Extracted data:
§
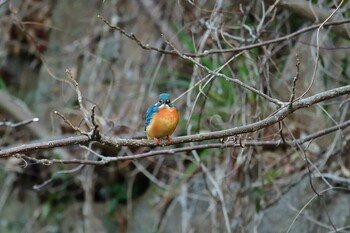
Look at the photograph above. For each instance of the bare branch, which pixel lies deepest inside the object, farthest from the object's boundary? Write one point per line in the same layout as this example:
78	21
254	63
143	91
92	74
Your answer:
222	51
117	142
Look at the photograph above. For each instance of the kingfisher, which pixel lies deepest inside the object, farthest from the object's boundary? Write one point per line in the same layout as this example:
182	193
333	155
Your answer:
161	119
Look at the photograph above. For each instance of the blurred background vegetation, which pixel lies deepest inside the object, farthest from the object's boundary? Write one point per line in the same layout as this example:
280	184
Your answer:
250	189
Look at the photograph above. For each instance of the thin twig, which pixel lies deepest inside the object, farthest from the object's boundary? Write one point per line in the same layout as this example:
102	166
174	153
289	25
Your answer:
221	51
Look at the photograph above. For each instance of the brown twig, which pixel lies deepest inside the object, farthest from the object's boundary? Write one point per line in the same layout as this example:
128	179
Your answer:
221	51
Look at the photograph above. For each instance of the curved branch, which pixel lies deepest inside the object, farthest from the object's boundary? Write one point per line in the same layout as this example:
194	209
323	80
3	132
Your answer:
279	115
221	51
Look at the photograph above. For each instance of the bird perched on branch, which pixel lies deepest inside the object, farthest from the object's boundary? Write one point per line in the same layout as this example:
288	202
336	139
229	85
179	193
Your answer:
161	119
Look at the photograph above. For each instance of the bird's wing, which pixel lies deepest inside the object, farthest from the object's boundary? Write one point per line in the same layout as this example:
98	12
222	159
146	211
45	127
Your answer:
149	113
§
Given exercise:
Repeat, with no changes, each line from the one with "Look at the photograph above. For each instance of the brown" to the end of the listing, including both ends and nothing else.

Exercise solution:
Look at the photograph above. For each instance of the brown twig, which pixel lies deepest inside the object, farthest from the object's boundary? Write one point per line in the same layout as this example:
128	179
Your answer:
221	51
Look at the photograph above. For each instance of the curved branch, which pixel lies deepest inside the object, farthest from the object's boundary? Write one point per line in the same layout as this example:
194	209
323	80
3	132
Your answer:
279	115
221	51
Look at the photograph above. For each instance of the bird perched on branch, which pixel lies deepest inside the object, farthest from the object's boundary? Write one point per line in the same layout as this example:
288	202
336	139
229	85
179	193
Your answer:
161	119
Look at the photograph above. For each instance of the bird's wing, which pixel lies deepest inside the object, farthest from the object's boundary? Write one point per line in the same layout as this example:
98	12
222	159
146	211
45	127
Your answer:
149	113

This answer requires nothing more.